Print the full issue text on differing GPU and CPU results for a BiCGSTAB linear solve, word for word.

SELECTED TEXT:
* * *
Skip to content

Different Results on GPU and CPU for BiCGSTAB linear solve #174

@kenneth-meyer

Description

@kenneth-meyer

Hello, I'm using lineax as a linear solver backend for some JAX-based Finite Element code I'm developing (to the lineax developers, thank you! lineax, equinox, etc are amazing IMO), and I'm getting some weird behavior when using a GPU vs. a CPU to solve a linear system using lineax.bicgstab. While there may be a bug hiding in my code, and I might need to use a better preconditioner, I am still confused by the difference in behavior.

Context

I'm trying to replicate a structural dynamics demo with some minor modifications (a slightly different time integration scheme, and Newton's method + BiCGSTAB are used). I am able to reproduce the results of the demo on a CPU and also on a GPU only if I am lucky - newton iterations would fail at random time steps. After providing more output from lineax, it's clear that a form of iterative breakdown has occurred in a linear solve, during nearly every incremental linear solve within a newton step, and eventually a NaN appears at a random timestep. Importantly, this lineax throw/exception it is not replicated while using a CPU to solve the same problem - no iterative solve breakdown occurs. Additionally, the solution I'm obtaining seems correct when compared to the analytical eigenmode/frequency on the CPU (and the GPU when I was able to skirt the numerical issues I'm seeing).

A Minimal Example

After iterating through dynamics-related updates (when I first saw the issue occur) on a previously working problem, I was able to reproduce a breakdown in the iterative BiCGSTAB solve by using a buggy material model:

def stress(u_grad):
    I = np.eye(3)
    F = u_grad + I
    C = F.T @ F
    E = (1/2) * (C - I)

    # piola kirchoff stress - BUGGY on GPU only, and only when dynamics are non-negligible
    # P = (lmbda * np.trace(E) * I + 2 * mu * E)

    # correct piola kirchoff stress - NOT 'buggy' on GPU or CPU
    P = F @ (lmbda * np.trace(E) * I + 2 * mu * E)
* * *
(Records from a data source)
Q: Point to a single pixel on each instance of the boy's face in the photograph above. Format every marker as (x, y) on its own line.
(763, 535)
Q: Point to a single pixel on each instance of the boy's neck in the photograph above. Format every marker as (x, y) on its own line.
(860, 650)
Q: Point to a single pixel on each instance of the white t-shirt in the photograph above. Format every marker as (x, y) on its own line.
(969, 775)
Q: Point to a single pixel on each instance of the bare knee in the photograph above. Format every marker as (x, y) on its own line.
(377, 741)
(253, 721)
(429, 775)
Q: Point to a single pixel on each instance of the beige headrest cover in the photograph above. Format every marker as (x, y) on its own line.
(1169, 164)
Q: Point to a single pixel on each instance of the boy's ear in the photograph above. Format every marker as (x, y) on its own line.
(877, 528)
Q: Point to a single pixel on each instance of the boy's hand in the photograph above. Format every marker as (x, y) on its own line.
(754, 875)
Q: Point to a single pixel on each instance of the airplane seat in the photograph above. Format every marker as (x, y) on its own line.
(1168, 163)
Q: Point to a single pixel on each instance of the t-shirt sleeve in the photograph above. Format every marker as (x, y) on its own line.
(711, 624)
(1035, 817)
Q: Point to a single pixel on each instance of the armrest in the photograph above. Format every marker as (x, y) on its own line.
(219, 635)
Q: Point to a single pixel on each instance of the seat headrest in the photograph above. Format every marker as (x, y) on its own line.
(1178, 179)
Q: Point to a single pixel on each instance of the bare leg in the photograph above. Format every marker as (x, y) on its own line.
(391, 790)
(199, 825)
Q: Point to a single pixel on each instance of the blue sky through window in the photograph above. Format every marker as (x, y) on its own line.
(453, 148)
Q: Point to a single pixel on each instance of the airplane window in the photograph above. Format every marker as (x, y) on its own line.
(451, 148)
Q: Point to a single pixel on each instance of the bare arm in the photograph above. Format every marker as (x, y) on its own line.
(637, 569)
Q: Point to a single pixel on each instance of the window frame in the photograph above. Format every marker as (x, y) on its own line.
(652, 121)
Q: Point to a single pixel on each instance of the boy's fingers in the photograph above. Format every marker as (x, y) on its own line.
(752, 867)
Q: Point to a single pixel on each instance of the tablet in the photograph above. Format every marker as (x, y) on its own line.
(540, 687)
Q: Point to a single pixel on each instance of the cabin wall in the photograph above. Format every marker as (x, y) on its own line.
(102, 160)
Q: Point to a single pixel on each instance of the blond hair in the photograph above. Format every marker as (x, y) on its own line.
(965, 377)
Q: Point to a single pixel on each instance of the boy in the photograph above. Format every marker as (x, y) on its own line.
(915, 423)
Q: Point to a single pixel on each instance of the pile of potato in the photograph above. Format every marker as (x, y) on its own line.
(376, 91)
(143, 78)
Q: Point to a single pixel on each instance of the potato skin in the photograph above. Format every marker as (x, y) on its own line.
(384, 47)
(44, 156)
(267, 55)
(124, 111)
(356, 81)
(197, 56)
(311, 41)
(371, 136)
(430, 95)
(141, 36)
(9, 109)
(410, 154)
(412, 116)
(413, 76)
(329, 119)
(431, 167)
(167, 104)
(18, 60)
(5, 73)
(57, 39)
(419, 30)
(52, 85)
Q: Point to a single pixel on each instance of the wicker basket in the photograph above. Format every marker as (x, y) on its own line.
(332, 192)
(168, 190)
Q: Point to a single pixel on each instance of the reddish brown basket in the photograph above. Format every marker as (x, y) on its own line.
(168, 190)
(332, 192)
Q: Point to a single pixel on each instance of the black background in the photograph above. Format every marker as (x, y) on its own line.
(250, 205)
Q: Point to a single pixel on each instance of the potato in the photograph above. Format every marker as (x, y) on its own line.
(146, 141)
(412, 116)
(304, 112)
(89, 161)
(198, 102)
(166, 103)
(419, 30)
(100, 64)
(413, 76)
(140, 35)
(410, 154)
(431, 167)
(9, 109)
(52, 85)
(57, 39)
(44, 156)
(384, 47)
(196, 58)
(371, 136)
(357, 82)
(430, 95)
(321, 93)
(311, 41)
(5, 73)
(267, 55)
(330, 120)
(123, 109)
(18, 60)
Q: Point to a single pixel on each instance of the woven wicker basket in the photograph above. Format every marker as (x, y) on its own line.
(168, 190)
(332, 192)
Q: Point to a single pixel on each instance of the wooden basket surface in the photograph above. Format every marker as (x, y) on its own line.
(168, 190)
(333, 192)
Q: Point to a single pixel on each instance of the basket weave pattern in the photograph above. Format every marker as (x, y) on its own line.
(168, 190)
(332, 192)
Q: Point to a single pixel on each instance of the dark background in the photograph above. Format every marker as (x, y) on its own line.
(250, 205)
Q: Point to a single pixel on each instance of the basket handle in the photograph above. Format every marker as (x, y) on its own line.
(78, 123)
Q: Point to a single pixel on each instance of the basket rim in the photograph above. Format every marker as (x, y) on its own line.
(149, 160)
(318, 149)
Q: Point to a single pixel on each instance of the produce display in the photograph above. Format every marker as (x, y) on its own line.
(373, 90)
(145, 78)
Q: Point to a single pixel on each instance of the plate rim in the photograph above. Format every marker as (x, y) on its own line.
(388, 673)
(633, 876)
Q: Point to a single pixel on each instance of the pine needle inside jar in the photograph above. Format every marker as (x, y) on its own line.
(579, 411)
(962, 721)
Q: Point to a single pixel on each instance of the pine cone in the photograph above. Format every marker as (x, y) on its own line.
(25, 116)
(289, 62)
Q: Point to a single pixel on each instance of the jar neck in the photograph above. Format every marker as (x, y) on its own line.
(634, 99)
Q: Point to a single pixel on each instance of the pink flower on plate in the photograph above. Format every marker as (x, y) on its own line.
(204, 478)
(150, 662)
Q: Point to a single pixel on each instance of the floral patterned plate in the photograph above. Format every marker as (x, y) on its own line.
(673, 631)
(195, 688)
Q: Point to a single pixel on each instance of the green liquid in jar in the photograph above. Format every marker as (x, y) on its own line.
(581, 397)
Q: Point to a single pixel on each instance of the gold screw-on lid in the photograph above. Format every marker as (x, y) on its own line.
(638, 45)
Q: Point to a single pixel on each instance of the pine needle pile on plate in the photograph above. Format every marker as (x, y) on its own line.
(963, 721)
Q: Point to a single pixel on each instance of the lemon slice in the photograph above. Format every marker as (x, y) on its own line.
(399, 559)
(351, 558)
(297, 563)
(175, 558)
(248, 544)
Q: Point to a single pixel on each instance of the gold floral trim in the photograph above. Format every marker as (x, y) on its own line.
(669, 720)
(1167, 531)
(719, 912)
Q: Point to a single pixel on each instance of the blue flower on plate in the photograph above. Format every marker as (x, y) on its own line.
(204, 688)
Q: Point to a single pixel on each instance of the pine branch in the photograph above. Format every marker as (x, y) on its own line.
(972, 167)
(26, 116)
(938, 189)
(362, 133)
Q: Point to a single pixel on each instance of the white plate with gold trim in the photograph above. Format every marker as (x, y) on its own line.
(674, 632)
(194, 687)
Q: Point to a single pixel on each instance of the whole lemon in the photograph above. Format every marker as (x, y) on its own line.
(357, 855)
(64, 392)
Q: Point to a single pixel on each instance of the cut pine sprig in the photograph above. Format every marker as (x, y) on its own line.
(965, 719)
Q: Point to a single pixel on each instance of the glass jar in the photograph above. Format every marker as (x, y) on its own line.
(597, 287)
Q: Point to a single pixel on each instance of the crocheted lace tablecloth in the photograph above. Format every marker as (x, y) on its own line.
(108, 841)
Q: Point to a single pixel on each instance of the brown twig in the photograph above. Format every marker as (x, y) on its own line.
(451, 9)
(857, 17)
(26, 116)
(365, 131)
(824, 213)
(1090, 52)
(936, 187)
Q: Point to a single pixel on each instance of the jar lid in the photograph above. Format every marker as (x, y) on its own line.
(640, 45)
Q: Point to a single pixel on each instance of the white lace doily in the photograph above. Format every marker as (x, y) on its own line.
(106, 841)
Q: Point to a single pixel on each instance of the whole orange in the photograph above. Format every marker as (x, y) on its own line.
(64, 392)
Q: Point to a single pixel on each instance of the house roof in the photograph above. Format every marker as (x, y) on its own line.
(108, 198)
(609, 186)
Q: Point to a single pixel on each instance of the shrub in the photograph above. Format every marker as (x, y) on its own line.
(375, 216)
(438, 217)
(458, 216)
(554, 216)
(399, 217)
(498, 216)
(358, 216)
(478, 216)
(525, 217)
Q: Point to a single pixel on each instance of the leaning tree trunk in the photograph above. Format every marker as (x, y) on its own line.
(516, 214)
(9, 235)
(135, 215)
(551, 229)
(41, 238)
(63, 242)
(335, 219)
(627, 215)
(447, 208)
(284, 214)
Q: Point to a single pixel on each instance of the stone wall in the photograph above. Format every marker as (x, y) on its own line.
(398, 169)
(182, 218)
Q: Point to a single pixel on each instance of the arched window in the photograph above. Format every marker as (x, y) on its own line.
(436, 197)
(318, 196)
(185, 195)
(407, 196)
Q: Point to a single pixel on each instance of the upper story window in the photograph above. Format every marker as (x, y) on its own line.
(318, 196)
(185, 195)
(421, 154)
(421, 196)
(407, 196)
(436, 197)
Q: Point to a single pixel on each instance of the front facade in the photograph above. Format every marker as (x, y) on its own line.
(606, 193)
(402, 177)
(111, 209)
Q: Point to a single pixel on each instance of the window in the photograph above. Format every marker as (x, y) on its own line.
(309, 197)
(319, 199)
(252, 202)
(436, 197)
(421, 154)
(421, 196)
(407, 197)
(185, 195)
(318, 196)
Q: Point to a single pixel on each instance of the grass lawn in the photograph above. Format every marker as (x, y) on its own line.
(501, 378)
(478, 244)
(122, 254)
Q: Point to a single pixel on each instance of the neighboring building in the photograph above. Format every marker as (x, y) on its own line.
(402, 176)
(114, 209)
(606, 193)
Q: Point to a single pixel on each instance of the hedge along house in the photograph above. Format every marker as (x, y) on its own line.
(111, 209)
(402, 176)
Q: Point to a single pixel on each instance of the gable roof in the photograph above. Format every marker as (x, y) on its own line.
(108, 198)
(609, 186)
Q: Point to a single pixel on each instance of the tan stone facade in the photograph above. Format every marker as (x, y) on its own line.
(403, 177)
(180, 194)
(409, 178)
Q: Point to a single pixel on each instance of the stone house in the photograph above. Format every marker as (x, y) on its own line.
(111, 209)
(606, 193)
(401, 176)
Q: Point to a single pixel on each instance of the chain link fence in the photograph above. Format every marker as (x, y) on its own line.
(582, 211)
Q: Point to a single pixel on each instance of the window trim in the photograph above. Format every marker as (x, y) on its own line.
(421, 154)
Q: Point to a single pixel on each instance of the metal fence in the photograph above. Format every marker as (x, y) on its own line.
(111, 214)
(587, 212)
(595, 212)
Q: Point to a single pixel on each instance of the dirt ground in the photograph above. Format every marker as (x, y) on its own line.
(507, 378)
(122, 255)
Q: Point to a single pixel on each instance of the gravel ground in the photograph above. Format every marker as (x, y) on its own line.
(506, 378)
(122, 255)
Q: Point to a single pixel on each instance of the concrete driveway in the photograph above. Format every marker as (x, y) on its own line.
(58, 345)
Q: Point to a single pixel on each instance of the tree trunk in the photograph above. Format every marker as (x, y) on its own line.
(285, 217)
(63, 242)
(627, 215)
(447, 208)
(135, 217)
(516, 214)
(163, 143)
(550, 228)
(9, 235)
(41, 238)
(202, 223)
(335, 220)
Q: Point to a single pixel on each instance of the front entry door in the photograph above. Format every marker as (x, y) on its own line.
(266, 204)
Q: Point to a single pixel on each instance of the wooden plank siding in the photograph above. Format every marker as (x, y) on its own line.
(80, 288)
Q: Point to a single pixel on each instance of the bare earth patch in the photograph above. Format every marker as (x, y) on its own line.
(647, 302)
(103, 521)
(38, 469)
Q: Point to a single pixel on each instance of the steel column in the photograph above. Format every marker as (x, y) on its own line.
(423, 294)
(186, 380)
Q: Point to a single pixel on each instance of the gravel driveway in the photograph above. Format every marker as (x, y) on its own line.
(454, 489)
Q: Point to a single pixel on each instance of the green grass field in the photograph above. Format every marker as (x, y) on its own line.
* * *
ANSWER IN FULL:
Skip to content

Different Results on GPU and CPU for BiCGSTAB linear solve #174

@kenneth-meyer

Description

@kenneth-meyer

Hello, I'm using lineax as a linear solver backend for some JAX-based Finite Element code I'm developing (to the lineax developers, thank you! lineax, equinox, etc are amazing IMO), and I'm getting some weird behavior when using a GPU vs. a CPU to solve a linear system using lineax.bicgstab. While there may be a bug hiding in my code, and I might need to use a better preconditioner, I am still confused by the difference in behavior.

Context

I'm trying to replicate a structural dynamics demo with some minor modifications (a slightly different time integration scheme, and Newton's method + BiCGSTAB are used). I am able to reproduce the results of the demo on a CPU and also on a GPU only if I am lucky - newton iterations would fail at random time steps. After providing more output from lineax, it's clear that a form of iterative breakdown has occurred in a linear solve, during nearly every incremental linear solve within a newton step, and eventually a NaN appears at a random timestep. Importantly, this lineax throw/exception it is not replicated while using a CPU to solve the same problem - no iterative solve breakdown occurs. Additionally, the solution I'm obtaining seems correct when compared to the analytical eigenmode/frequency on the CPU (and the GPU when I was able to skirt the numerical issues I'm seeing).

A Minimal Example

After iterating through dynamics-related updates (when I first saw the issue occur) on a previously working problem, I was able to reproduce a breakdown in the iterative BiCGSTAB solve by using a buggy material model:

def stress(u_grad):
    I = np.eye(3)
    F = u_grad + I
    C = F.T @ F
    E = (1/2) * (C - I)

    # piola kirchoff stress - BUGGY on GPU only, and only when dynamics are non-negligible
    # P = (lmbda * np.trace(E) * I + 2 * mu * E)

    # correct piola kirchoff stress - NOT 'buggy' on GPU or CPU
    P = F @ (lmbda * np.trace(E) * I + 2 * mu * E)